▶ [Task objective] For the listing below, output exactly the lines from the line with "Could you please drop a point on the dark" up to and including the line with "Could you please drop a point on the hazy", and no other lines.

▶ [The records]
____________

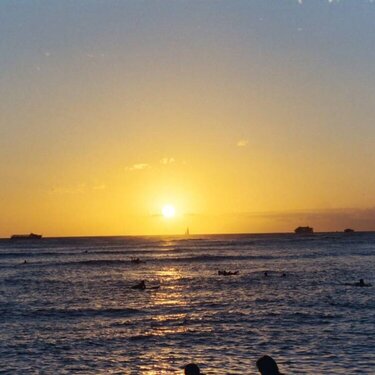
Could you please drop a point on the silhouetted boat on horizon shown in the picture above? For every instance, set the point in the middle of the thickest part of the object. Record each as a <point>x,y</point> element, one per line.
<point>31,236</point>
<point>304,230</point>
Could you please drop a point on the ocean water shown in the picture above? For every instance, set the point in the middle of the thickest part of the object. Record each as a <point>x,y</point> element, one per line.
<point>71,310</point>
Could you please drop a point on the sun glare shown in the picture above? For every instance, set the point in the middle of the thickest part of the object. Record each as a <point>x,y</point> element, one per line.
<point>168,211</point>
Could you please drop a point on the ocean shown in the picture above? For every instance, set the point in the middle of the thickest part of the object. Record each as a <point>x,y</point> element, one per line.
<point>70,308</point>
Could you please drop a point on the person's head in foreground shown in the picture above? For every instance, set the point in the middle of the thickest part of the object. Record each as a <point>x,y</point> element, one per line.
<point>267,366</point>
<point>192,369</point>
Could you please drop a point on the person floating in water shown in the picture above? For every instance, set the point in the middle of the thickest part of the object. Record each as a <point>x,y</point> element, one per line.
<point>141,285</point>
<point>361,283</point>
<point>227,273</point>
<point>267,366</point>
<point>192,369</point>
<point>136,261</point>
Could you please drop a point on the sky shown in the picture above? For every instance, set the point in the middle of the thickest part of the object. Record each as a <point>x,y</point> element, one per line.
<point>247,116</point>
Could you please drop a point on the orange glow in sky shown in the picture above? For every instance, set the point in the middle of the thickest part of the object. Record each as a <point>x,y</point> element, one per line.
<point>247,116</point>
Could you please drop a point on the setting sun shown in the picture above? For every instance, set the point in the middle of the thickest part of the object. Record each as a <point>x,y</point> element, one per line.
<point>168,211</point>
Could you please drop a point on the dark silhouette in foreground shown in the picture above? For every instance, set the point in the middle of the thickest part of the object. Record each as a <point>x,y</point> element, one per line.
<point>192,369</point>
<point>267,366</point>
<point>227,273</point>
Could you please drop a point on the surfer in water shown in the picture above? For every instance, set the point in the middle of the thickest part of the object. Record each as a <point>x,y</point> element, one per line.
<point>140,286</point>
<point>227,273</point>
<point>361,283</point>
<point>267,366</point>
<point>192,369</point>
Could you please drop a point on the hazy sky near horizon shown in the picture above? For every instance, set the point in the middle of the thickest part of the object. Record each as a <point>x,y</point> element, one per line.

____________

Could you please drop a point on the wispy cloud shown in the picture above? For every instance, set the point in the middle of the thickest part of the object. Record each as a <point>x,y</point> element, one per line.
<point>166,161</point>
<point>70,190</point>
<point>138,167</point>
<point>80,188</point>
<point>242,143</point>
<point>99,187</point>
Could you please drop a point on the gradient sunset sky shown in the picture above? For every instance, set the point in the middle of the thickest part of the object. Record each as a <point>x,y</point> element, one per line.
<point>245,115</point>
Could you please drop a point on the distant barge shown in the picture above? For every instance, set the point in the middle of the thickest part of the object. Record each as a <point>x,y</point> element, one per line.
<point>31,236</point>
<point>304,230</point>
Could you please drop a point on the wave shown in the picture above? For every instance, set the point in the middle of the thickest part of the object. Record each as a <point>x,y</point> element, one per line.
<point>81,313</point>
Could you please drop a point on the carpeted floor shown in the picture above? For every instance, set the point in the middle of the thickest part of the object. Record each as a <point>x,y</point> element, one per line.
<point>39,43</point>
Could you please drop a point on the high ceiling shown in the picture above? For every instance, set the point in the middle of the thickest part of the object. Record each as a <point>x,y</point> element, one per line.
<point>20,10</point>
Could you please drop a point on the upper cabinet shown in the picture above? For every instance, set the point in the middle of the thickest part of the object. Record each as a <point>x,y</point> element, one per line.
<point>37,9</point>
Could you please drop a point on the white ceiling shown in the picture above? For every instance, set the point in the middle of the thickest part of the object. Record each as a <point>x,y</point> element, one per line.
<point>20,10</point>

____________

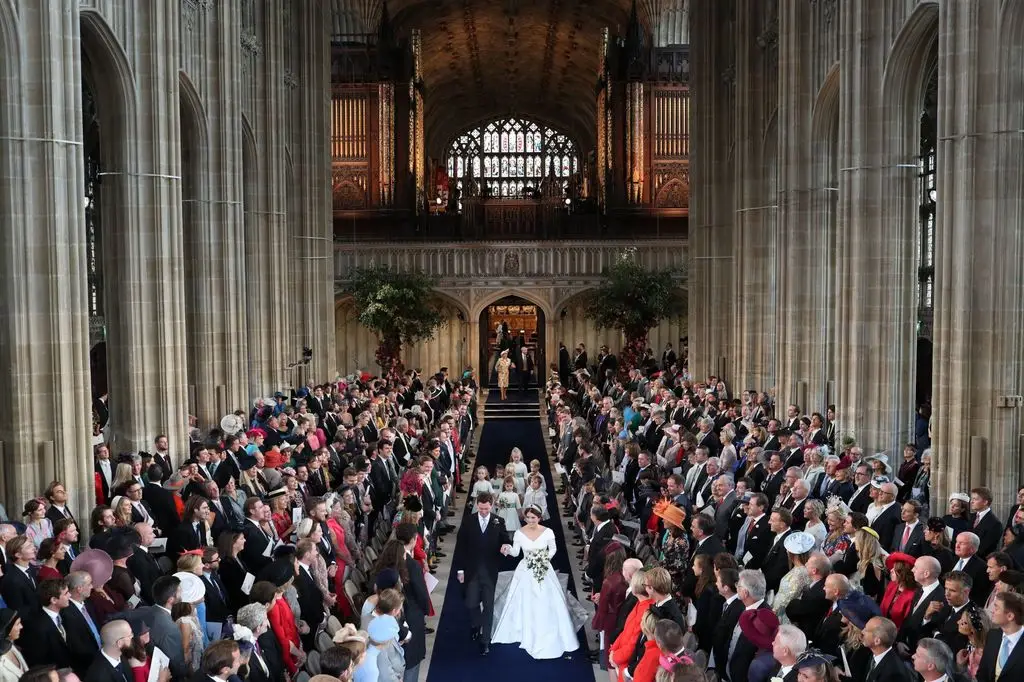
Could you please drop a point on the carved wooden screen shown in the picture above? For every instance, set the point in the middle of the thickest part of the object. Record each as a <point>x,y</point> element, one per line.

____________

▶ [Result for this exercise]
Could you please drop a point on the dark silhouette in foreground shown in the picture above? For every instance, set the point in the middle of the thickest part of the object. Record each as a <point>x,y</point> element, one per line.
<point>192,369</point>
<point>267,366</point>
<point>227,273</point>
Could you please drop a point on the surfer in water shown in the picture above? For every instance, set the point in the middle of the thickest part of the object. Record each as a <point>x,y</point> element, one per line.
<point>140,286</point>
<point>227,273</point>
<point>361,283</point>
<point>267,366</point>
<point>192,369</point>
Could you please drop a point on the hazy sky near horizon shown in the picture above? For every instance, set the point in the middle of the thickest part of the object. Record each as a <point>x,y</point> element, one per line.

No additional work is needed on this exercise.